- [WHAT YOU WILL DO] Copy the data that follows exactly. Include no pictures.

- [SUPPLIED RECORDS]

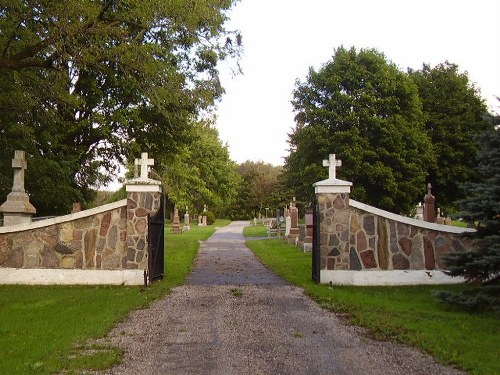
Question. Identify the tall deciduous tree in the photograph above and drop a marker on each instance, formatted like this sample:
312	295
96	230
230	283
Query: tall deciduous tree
454	114
85	84
363	108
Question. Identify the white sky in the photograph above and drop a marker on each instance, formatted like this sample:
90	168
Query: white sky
283	38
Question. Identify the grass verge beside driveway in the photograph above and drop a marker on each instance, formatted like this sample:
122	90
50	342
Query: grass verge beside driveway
44	329
407	314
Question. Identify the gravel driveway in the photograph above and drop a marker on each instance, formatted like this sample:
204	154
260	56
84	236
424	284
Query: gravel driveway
234	316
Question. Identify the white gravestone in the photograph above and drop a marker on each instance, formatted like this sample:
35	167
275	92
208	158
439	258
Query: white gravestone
332	164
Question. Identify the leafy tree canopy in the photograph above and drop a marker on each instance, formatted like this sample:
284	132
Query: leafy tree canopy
454	114
201	172
363	108
257	190
85	84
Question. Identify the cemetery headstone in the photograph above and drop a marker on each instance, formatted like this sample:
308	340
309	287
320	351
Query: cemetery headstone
332	163
176	228
187	225
429	205
17	209
294	225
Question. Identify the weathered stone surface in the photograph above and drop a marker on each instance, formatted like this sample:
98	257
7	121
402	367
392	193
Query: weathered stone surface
68	262
49	259
354	262
393	238
334	240
403	230
355	226
141	212
334	252
66	233
440	241
90	248
111	262
457	245
361	241
63	249
400	262
113	236
369	225
141	226
416	256
338	202
368	259
330	264
105	223
130	254
405	245
15	259
430	262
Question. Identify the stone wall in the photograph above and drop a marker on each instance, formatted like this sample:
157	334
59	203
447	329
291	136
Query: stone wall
358	237
110	237
93	239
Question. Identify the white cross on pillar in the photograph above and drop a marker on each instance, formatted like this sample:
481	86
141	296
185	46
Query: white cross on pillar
19	164
144	163
332	164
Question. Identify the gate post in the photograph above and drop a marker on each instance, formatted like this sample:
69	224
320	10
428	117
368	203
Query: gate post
143	198
332	199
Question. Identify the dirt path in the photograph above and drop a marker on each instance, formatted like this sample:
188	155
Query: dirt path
235	317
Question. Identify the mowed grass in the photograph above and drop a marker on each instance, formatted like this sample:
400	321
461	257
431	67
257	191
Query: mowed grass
46	329
258	230
408	314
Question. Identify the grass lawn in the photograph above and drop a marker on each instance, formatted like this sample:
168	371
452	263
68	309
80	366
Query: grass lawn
44	329
407	314
258	230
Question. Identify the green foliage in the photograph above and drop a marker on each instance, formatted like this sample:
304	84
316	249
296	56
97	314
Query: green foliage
210	217
364	109
454	115
84	85
258	188
406	314
481	206
201	172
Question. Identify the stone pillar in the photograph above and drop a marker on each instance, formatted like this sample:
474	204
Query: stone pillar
176	228
294	223
429	205
187	224
143	198
308	230
332	196
17	209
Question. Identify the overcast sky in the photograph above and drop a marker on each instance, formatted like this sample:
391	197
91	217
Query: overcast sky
283	38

- [RESPONSE FOR THIS EXERCISE]
Question. Identify the tall deciduous tree in the photograph above and drop a marker on each instance, formatted like this sample:
312	295
96	230
230	283
Query: tall deciduous tree
454	114
85	84
363	108
Question. Identify the white sky in the photograph above and drop a marker on each instance, formatted like this sample:
90	168
Query: white sky
283	38
Question. Identify the grass verge beside driveway in the photograph above and drop a marker on each instance, formatted like this sample:
122	90
50	342
Query: grass verge beside driveway
44	329
407	314
Question. Identify the gravel driveway in the photograph above and drop a marker on each instance, formatted like this sample:
204	154
260	56
84	236
424	284
Query: gravel driveway
234	316
Question. Identify the white gravestone in the photograph above and drop a marker on each instance, formatted like this sample:
35	167
275	92
208	158
439	258
Query: white gravestone
332	164
Question. Identify the leafy tree canopy in the photograph above and drop a marker on each instance, formatted like this sample:
284	132
Query: leafy tree canopy
454	114
201	172
363	108
257	190
85	84
Question. Identify the cemetery headstone in the photograph above and drop a marker on each instance, formatted like this sample:
308	340
309	287
320	351
Query: cemetery headstone
332	163
176	228
187	225
429	205
17	209
294	225
Question. Identify the weathered stone surface in the photograph above and drop a marker on each instance, formatted like this sample:
98	257
7	121
402	367
392	193
Query: weathered stone surface
68	262
49	259
354	262
393	238
334	240
403	230
355	226
141	212
334	252
66	233
440	241
90	248
111	262
457	245
361	241
63	249
400	262
113	236
369	225
141	226
416	256
338	202
368	259
330	264
105	223
130	254
405	245
15	259
430	262
Question. Identify the stone wall in the photograph above and drop a marker on each instance, formatted like this sample:
157	334
59	203
447	329
291	136
Query: stone wall
358	237
110	237
93	239
Question. Identify the white cross on pillar in the photograph above and drop a marker on each instance, formatted like this sample:
481	86
141	296
185	46
Query: white cross on pillar
19	164
144	163
332	164
Question. Identify the gate post in the photograph above and drop a marker on each instance, formatted like this sample:
69	224
320	10
428	117
368	203
Query: gate post
143	198
332	199
Question. Identify the dirt path in the photograph above and drop a marker on each instance, formatted like this sample:
188	155
Query: dirt path
235	317
Question. Identify the mowed grass in the photograph above and drop a marker on each instance, formatted like this sample:
400	321
461	257
431	67
257	191
Query: mowed grass
46	329
258	230
408	314
Question. Identify the grass lawn in the photograph above and drop a marker on each instance, formatted like this sample:
168	371
452	263
68	309
80	366
Query: grass lawn
44	329
407	314
258	230
Question. Identify the green foliage in the photograph above and drop a marker on each instance, formatted like this sample:
304	84
316	249
296	56
97	314
Query: green foliage
210	217
364	109
454	115
84	85
258	188
406	314
481	206
201	172
Question. Identify the stone pillar in the photograph above and drop a marker on each instance, formatted like this sample:
474	204
Query: stone pillar
176	228
294	223
429	205
187	224
143	198
308	230
332	196
17	209
Question. Identify the overcast sky in the photograph above and drop a marker on each instance, formatted like this sample:
391	197
91	217
Query: overcast sky
283	38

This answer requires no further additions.